• _Data listing_

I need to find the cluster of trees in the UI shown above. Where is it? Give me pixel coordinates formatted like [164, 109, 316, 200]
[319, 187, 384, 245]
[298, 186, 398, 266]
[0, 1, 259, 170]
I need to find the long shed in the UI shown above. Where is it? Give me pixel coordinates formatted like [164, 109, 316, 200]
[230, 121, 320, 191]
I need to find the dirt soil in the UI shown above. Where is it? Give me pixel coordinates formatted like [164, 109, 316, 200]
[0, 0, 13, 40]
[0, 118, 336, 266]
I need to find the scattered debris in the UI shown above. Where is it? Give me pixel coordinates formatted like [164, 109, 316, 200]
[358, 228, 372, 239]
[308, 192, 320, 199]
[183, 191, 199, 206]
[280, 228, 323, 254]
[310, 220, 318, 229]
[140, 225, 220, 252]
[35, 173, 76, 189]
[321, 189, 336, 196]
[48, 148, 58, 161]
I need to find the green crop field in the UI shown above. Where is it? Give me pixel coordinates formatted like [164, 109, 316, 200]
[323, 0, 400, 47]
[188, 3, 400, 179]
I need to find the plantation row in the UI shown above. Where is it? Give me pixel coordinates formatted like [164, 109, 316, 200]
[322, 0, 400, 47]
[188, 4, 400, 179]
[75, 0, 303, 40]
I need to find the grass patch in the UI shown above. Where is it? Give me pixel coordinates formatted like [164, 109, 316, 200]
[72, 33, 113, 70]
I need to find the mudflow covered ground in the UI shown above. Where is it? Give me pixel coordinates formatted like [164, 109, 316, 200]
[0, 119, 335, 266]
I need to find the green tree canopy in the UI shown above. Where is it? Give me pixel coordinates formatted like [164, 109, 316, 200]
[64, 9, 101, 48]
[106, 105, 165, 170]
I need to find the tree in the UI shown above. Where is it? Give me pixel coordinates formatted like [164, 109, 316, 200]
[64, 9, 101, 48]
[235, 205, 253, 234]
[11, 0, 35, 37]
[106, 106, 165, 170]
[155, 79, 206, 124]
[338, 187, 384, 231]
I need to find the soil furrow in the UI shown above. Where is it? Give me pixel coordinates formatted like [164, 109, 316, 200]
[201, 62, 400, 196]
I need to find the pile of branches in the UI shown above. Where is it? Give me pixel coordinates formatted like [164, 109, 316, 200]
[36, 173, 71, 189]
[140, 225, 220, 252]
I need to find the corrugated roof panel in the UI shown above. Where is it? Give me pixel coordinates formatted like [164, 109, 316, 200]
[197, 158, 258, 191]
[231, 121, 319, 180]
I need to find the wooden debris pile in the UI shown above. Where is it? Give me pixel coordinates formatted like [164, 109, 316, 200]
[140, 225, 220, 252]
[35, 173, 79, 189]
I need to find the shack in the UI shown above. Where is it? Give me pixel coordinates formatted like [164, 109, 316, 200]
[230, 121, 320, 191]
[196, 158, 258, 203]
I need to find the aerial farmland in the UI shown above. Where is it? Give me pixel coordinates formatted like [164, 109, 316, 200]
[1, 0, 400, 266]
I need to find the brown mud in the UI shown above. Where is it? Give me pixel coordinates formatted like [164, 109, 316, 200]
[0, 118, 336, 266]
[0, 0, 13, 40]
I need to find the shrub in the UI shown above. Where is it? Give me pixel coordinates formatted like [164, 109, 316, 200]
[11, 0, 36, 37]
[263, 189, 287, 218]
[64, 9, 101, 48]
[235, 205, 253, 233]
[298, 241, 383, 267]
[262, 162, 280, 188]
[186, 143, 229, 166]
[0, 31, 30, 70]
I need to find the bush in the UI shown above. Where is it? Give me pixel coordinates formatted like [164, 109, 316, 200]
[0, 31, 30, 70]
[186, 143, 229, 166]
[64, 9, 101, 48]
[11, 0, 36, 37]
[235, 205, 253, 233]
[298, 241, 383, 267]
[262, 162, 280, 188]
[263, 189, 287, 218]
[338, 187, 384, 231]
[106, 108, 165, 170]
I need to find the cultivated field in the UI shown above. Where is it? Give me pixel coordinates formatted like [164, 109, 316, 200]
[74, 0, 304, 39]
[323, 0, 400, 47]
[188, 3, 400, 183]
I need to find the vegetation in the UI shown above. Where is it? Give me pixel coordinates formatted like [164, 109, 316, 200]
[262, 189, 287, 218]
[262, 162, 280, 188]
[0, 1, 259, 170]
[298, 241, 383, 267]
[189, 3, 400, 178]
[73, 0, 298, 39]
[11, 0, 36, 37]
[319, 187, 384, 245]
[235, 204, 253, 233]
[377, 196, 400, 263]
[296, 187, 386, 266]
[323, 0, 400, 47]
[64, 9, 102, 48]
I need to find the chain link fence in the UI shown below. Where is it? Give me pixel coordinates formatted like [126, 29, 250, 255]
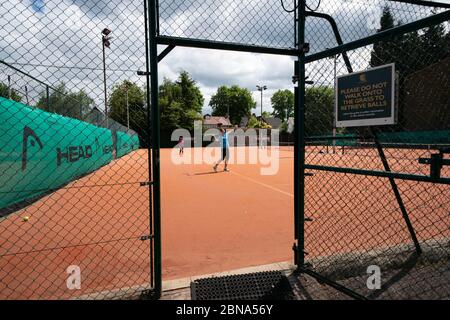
[301, 0, 449, 299]
[0, 0, 154, 299]
[0, 0, 449, 300]
[159, 0, 296, 48]
[157, 0, 449, 300]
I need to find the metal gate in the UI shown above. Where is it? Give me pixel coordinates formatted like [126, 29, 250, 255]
[1, 0, 449, 300]
[0, 0, 160, 299]
[152, 0, 449, 299]
[297, 1, 450, 299]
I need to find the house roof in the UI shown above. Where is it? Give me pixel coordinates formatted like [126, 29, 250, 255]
[203, 116, 232, 126]
[239, 116, 249, 127]
[263, 117, 282, 129]
[255, 116, 282, 129]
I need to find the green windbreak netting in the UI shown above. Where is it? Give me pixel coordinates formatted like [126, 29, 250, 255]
[116, 131, 139, 158]
[377, 130, 450, 146]
[308, 133, 358, 147]
[0, 97, 113, 209]
[308, 131, 450, 148]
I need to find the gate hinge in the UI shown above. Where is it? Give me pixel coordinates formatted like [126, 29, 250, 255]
[140, 235, 154, 241]
[292, 76, 315, 85]
[137, 70, 150, 76]
[300, 43, 310, 53]
[140, 181, 153, 187]
[292, 60, 314, 84]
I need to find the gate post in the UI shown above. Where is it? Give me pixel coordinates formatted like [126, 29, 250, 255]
[294, 0, 307, 269]
[148, 0, 162, 298]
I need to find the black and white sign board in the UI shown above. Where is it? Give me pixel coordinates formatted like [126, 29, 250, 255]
[335, 63, 396, 127]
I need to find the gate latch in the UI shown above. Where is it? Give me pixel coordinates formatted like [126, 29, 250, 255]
[293, 61, 315, 84]
[418, 148, 450, 180]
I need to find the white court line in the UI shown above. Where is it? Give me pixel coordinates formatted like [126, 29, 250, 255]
[230, 171, 294, 198]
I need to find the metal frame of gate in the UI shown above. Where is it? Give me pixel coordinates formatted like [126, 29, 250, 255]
[147, 0, 450, 299]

• _Task statement_
Every record above must be copied exactly; none of the pictures belong in the copy.

• _Response_
I need to find the cluster of trees in the UI shown above. Where is it? Give me pixel coordinates formatted like [164, 109, 316, 200]
[319, 187, 384, 245]
[298, 186, 398, 266]
[0, 1, 259, 170]
I need to find the long shed in the UI shown above. Where is it? Give me pixel coordinates formatted like [164, 109, 316, 200]
[230, 121, 320, 191]
I need to find the dirt soil in the UI shown above. Where is it? Give me pixel coordinates formatted like [164, 109, 316, 200]
[0, 0, 13, 40]
[0, 118, 336, 266]
I need to find the scattered debris in the UI shown above. Where is it? Give me pixel coordinates formatted like [164, 109, 316, 200]
[358, 228, 372, 239]
[308, 192, 320, 199]
[183, 191, 199, 206]
[280, 228, 323, 254]
[310, 220, 318, 229]
[140, 225, 220, 252]
[35, 173, 76, 189]
[321, 189, 336, 196]
[48, 148, 58, 161]
I need to find the green crop field in the UI shown above. Where is it? Give me pixel coordinates formatted like [164, 109, 316, 200]
[323, 0, 400, 47]
[188, 3, 400, 179]
I need to find the plantation row in the UI shown above. Where is it? Give me pixel coordinates formatted like [164, 109, 316, 200]
[322, 0, 400, 47]
[188, 4, 400, 179]
[75, 0, 303, 40]
I need to find the grass patch in the UI shown above. Where is it? Give me pixel coordinates formatted like [164, 109, 316, 200]
[72, 33, 113, 70]
I need to find the mudflow covered ground in the UI shown above. Where is it? Give me pixel coordinates formatted like [164, 109, 316, 200]
[0, 119, 335, 266]
I need to find the green tree canopy in the UI shown above. Where is it? Give me pixel coordinates formatted like [164, 109, 316, 200]
[64, 9, 101, 48]
[106, 105, 165, 170]
I need to find the tree in the UI shown above. Where is it? Give me pixel coordinates formatted like [164, 109, 316, 200]
[64, 9, 101, 48]
[235, 205, 253, 234]
[11, 0, 35, 37]
[106, 106, 165, 170]
[155, 79, 206, 124]
[338, 187, 384, 231]
I need to find the soil furrow in the UI shown above. Where is it? Give me pixel coordinates formatted like [164, 109, 316, 200]
[201, 62, 400, 196]
I need to find the pile of branches in the UI shown above. Where is it? Give me pixel coordinates formatted like [164, 109, 316, 200]
[36, 173, 71, 189]
[140, 225, 220, 252]
I need to find the corrugated roof panel in the UI shown above. Where is it? Give me pixel coordinates formatted like [164, 109, 316, 200]
[197, 158, 258, 191]
[231, 121, 319, 180]
I need to find the wooden debris pile in the UI shown above. Where is it? Give me pixel coordinates formatted like [164, 109, 316, 200]
[140, 225, 220, 252]
[35, 173, 79, 189]
I need to find the shack in the UI shown above. Where is it? Give me pixel coordinates formatted like [164, 109, 316, 200]
[230, 121, 320, 191]
[196, 158, 258, 203]
I need to find the aerial farmland in the UI shown above. Where is it? Give me pixel coordinates formatted like [164, 109, 316, 200]
[1, 0, 400, 266]
I need to find the brown mud in the UI shown above. Where is it? Give me pixel coordinates formatted like [164, 109, 316, 200]
[0, 118, 336, 266]
[0, 0, 13, 40]
I need to find the shrub in the UI shown above. Where is it? Give me pixel coordinates formatted like [164, 109, 316, 200]
[11, 0, 36, 37]
[263, 189, 287, 218]
[64, 9, 101, 48]
[235, 205, 253, 233]
[298, 241, 383, 267]
[262, 162, 280, 188]
[186, 143, 229, 166]
[0, 31, 30, 70]
I need to find the bush in the UI shown above. Where is it? Give me pixel coordinates formatted like [164, 109, 316, 200]
[0, 31, 30, 70]
[186, 143, 229, 166]
[64, 9, 101, 48]
[11, 0, 36, 37]
[235, 205, 253, 233]
[298, 241, 383, 267]
[262, 162, 280, 188]
[263, 189, 287, 218]
[338, 187, 384, 231]
[106, 108, 165, 170]
I need to find the cultivated field in the UI shown above. Where is it? Give me pixel coordinates formatted like [164, 109, 316, 200]
[74, 0, 304, 39]
[323, 0, 400, 47]
[188, 3, 400, 183]
I need to find the vegetation in the UI shown above. Where is it? Give me pixel coordinates formatted like [164, 109, 316, 200]
[262, 189, 287, 218]
[262, 162, 280, 188]
[0, 1, 259, 170]
[298, 241, 383, 267]
[189, 3, 400, 178]
[73, 0, 298, 39]
[11, 0, 36, 37]
[319, 187, 384, 245]
[235, 204, 253, 233]
[377, 196, 400, 263]
[296, 187, 386, 266]
[323, 0, 400, 47]
[64, 9, 102, 48]
I need to find the chain link fence in the UI shown below. Where is it? Give me pixel coordinates formatted like [126, 29, 250, 255]
[301, 0, 449, 299]
[0, 0, 154, 299]
[0, 0, 449, 300]
[159, 0, 296, 48]
[157, 0, 449, 300]
I need to find the metal gate in the UI shown above. Where is it? Give me pixel coordinates formatted like [126, 29, 250, 255]
[1, 0, 449, 300]
[0, 0, 160, 299]
[152, 0, 449, 299]
[297, 1, 450, 299]
I need to find the house roof in the UI shown above. Where is it? Give me pixel coordinates formatted like [126, 29, 250, 255]
[203, 116, 232, 126]
[239, 116, 249, 127]
[263, 117, 282, 129]
[255, 116, 282, 129]
I need to find the green windbreak netting in the UI shown above. Where is it? Give me pixel coordinates formatted like [126, 29, 250, 255]
[116, 131, 139, 158]
[377, 130, 450, 146]
[308, 133, 358, 147]
[0, 97, 113, 209]
[308, 131, 450, 148]
I need to find the gate hinge in the UI shown above. Where is it? Give me pixel coordinates formatted like [126, 29, 250, 255]
[140, 235, 154, 241]
[292, 76, 315, 85]
[137, 70, 150, 76]
[300, 43, 310, 53]
[140, 181, 153, 187]
[292, 60, 314, 84]
I need to find the gate post in the UI shown above. Where is it? Give me pixel coordinates formatted like [126, 29, 250, 255]
[294, 0, 307, 269]
[148, 0, 162, 298]
I need to find the black and white sign board in the UI shown above. Where is it? Give me pixel coordinates formatted like [126, 29, 250, 255]
[335, 63, 396, 127]
I need to find the gate latch in the UI shown above. Where is it? Give me pixel coordinates formatted like [126, 29, 250, 255]
[293, 61, 315, 84]
[418, 148, 450, 180]
I need to find the white court line in the UI shown above. Where is it? Give me pixel coordinates formatted like [126, 29, 250, 255]
[230, 171, 294, 198]
I need to find the metal frame of gate in the UI shown above. Where is it? Give me pixel coordinates formatted like [126, 29, 250, 255]
[147, 0, 450, 299]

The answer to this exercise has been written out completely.